Accordingly, a complaint will survive a motion to dismiss if it provides a sufficient factual basis
to state a facially plausible claim for relief. Ashcroft v. Iqbal, 556 U.S. 662 (2009). In order to
determine whether a complaint is sufficient under these standards, the Third Circuit requires a
three-part inquiry: (1) the court must first recite the elements that must be pled in order to state a
claim; (2) the court must then determine which allegations in the complaint are merely conclusory
and therefore need not be given an assumption of truth; and (3) the court must assume the veracity
of well-pleaded factual allegations and ascertain whether they plausibly give rise to a right to relief.
Santiago v. Warminster Twp., 629 F.3d 121, 130 (3d Cir. 2010).
III. DISCUSSION
In support of their motion to dismiss, Defendants submit two arguments. First, Defendants
argue that Plaintiff’s NJCRA and Section 1983 claims must be dismissed as to Defendants Hicks,
Nogan, and Zalme because they were acting in their official capacity and are not “persons” subject
to liability under the statute. Second, Defendants argue that Plaintiff’s NJTCA claims must be
dismissed as to Defendants acting in their official capacity because state entities are immune from
liability for intentional torts. The Court addresses these arguments in turn.

Short task
In the motion-to-dismiss excerpt, which three defendants are argued not to be "persons" subject to liability?

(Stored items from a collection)
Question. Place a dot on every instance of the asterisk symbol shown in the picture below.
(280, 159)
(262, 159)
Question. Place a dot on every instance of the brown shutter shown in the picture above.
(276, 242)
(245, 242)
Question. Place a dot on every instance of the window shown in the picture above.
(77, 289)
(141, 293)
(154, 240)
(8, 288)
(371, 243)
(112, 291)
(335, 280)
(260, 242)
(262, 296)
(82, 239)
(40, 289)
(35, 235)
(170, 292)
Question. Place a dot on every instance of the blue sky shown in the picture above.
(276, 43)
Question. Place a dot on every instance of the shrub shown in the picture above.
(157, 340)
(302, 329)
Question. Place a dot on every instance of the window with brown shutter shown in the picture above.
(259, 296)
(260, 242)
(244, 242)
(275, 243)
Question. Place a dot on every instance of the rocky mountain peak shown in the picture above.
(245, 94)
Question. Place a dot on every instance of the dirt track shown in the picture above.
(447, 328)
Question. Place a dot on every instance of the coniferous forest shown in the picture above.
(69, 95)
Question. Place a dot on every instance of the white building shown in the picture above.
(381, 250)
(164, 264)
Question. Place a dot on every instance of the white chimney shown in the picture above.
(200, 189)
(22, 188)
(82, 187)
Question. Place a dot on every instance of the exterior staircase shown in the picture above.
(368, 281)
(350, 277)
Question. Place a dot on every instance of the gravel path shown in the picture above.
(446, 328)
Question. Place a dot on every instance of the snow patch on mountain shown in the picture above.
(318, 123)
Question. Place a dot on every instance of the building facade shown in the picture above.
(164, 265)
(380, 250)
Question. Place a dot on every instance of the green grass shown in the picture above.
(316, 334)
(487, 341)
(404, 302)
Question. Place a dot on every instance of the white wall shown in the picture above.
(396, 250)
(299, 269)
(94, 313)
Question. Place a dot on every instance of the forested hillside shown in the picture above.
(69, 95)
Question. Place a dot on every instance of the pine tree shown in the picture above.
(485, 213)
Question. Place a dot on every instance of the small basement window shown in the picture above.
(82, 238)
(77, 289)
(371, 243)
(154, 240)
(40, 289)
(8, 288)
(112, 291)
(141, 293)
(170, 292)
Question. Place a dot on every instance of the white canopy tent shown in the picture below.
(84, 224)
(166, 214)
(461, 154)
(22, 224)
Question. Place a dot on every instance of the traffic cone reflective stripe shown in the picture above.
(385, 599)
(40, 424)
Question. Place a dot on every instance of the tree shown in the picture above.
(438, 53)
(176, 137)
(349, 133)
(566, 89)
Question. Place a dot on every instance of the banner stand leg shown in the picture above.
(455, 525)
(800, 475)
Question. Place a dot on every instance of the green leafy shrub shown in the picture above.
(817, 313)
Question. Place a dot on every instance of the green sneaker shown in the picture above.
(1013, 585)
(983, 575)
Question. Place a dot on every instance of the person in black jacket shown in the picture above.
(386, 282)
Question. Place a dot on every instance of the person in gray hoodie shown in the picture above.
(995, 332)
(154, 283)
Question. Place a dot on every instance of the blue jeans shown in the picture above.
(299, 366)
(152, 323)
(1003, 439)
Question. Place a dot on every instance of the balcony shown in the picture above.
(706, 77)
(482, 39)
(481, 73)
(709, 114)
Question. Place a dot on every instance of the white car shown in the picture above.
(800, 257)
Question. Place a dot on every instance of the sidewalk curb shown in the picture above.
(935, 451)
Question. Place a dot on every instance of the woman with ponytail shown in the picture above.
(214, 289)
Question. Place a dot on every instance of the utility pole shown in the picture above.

Final result
Hicks, Nogan, and Zalme